### Written instruction
Starting from the line containing "Note: for this drill, mark the floral", write out the rest of the entries exactly, through the final line, including nothing else.
--- Start ---
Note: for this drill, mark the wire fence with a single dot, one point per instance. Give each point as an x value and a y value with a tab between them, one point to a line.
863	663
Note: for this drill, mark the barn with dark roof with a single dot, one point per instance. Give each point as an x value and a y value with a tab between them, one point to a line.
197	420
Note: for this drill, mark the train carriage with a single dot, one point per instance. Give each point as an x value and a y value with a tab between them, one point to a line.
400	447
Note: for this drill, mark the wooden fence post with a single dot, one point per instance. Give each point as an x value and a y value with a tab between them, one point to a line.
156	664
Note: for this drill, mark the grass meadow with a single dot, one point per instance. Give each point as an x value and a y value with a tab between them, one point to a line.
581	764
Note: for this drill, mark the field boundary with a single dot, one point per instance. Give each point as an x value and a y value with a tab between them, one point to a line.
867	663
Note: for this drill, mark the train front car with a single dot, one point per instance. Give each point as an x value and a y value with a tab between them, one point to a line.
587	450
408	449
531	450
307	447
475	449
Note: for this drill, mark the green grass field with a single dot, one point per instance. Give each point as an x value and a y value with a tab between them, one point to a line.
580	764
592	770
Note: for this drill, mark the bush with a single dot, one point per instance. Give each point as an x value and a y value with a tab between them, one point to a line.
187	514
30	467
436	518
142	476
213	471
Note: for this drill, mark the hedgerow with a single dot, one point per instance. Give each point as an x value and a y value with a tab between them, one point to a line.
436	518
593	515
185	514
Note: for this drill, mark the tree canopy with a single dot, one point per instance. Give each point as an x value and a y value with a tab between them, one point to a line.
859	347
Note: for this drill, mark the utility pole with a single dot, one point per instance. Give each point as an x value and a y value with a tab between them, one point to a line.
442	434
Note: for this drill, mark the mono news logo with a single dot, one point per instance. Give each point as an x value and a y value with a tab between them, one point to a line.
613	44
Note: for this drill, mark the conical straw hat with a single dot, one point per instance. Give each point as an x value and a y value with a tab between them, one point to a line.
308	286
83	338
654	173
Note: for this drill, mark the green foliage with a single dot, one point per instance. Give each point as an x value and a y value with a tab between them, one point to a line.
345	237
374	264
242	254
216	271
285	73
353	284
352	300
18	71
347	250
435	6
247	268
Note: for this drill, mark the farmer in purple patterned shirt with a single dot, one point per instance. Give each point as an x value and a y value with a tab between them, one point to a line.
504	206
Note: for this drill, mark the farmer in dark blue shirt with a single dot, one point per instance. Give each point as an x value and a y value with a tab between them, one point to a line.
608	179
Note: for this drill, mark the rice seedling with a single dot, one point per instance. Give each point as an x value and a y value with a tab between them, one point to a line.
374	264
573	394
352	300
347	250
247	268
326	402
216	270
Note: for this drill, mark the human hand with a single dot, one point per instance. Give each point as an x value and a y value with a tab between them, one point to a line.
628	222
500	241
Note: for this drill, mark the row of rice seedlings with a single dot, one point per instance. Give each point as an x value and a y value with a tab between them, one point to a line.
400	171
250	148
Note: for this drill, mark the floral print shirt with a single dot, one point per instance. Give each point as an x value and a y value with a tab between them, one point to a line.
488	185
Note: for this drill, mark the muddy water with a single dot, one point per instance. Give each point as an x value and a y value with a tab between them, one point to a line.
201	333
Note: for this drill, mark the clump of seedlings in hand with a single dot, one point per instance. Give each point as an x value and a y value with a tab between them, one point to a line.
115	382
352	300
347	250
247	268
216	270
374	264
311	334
--- End ---
### Result of the exercise
Note: for this drill, mark the floral print shirt with a single dot, one point per instance. Give each point as an x value and a y value with a tab between them, one point to a line.
488	185
Note: for this drill, mark the muddy water with a single dot, one point per instance. Give each point as an x value and a y value with a tab between them, one point to a line.
201	333
Note: for this drill, mark the clump of seedlings in hand with a single dot, one point per instance. Give each point as an x value and a y value with a tab between them, one point to a line.
115	382
352	300
347	250
247	268
216	270
374	264
311	334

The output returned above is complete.